** Opening Text for analysis block **
A long-running national study that examines why more African-Americans die from strokes than other races, and why people in the Southeast develop more strokes than those in other areas of the nation, will be funded for another five years thanks to a multimillion-dollar grant.
The REGARDS (REasons for Geographic and Racial Differences in Stroke) study will be funded through 2023 by a $20.4 million grant from the National Institutes of Health’s National Institute of Neurological Disorders and Stroke (NINDS). It has received nearly $100 million in grant funding since it began in 2003.
The study, based at the University of Alabama at Birmingham School of Public Health, is run by a team of biostatisticians, epidemiologists, hematologists, psychologists, neuropsychologists and neurologists. The team includes collaborators from the University of Vermont, University of Cincinnati, Indiana University, Drexel University and Columbia University.
The goal of the study is to better understand racial and regional differences in deaths from strokes in the United States. More than 30,000 people have participated in the study since it began. Researchers initially assessed stroke risks in 30,329 black and white people ages 45 and older between 2003 and 2007. They recently finished visiting more than half of the patients for second in-person assessments and follow-up exams. Some of the study participants have been in the study for 14 years.
Lead study principal investigator George Howard, DrPH, UAB professor of biostatistics in the School of Public Health, says the study participants are the heroes of this work.
“Because of the contributions of the study participants, a lot has been learned,” Howard said. “Because of them, I honestly think the burden of stroke can be reduced for everyone, but particularly for African-Americans and Southerners. If we do this, the implications are staggering.”
** Closing Text for analysis block **
** Opening Entries supplied block **
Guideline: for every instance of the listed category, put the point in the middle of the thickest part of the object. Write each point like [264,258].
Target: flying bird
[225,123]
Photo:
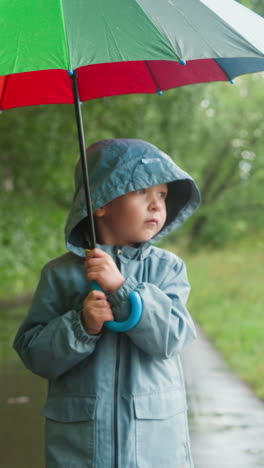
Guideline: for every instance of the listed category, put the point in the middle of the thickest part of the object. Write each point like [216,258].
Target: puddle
[21,398]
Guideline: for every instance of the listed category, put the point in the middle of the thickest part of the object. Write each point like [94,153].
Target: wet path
[227,420]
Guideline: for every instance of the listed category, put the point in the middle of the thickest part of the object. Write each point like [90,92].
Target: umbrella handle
[136,307]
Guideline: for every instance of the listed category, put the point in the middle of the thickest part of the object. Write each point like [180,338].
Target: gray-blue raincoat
[116,400]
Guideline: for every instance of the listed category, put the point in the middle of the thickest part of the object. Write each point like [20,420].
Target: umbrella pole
[78,112]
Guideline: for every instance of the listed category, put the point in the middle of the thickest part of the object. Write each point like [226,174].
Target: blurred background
** Closing Entries supplied block **
Can you return everything in the stroke study article from "A long-running national" down to "a multimillion-dollar grant.", copied word for word? The rows can be left aside.

A long-running national study that examines why more African-Americans die from strokes than other races, and why people in the Southeast develop more strokes than those in other areas of the nation, will be funded for another five years thanks to a multimillion-dollar grant.